# [Given instruction]
Reproduce verbatim the lines below, beginning with the one that contains "of the cloud" and continuing through the final line.
--------------------------------
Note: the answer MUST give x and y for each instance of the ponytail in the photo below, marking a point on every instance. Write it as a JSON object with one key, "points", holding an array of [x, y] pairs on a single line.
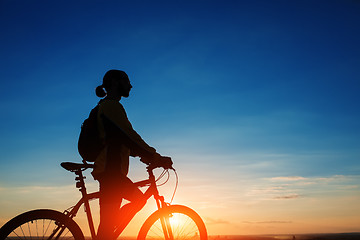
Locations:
{"points": [[100, 92]]}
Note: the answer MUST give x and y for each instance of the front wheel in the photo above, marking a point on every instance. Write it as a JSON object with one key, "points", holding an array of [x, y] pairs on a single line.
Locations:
{"points": [[41, 224], [173, 223]]}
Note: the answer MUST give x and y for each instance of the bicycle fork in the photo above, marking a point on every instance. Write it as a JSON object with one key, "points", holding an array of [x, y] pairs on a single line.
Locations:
{"points": [[165, 220]]}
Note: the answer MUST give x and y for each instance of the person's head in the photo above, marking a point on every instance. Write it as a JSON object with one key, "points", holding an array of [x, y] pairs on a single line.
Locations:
{"points": [[116, 84]]}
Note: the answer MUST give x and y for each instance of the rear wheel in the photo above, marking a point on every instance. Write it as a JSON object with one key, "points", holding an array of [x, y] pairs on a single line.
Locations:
{"points": [[41, 224], [173, 223]]}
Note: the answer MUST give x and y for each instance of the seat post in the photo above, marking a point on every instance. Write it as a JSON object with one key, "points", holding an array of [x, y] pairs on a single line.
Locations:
{"points": [[80, 183]]}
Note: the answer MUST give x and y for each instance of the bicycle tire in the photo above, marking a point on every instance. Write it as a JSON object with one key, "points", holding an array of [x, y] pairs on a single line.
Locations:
{"points": [[41, 224], [185, 224]]}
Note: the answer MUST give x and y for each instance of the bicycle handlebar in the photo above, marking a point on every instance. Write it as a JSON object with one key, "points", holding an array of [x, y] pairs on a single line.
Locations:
{"points": [[164, 162]]}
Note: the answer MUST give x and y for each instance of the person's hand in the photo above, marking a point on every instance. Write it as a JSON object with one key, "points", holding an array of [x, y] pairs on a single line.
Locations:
{"points": [[166, 162], [161, 161]]}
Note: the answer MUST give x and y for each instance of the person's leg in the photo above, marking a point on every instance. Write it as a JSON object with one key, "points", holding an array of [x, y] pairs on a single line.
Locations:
{"points": [[110, 202]]}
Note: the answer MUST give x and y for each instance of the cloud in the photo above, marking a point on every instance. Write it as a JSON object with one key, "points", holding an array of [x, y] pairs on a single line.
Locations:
--------------------------------
# [Reply]
Note: the answer MUST give x and y for each instance of the cloud in the photo above, marking a point on every instance. Write it as a JSON object with one key, "points", holding an array of [x, y] pairs on a single line.
Locations:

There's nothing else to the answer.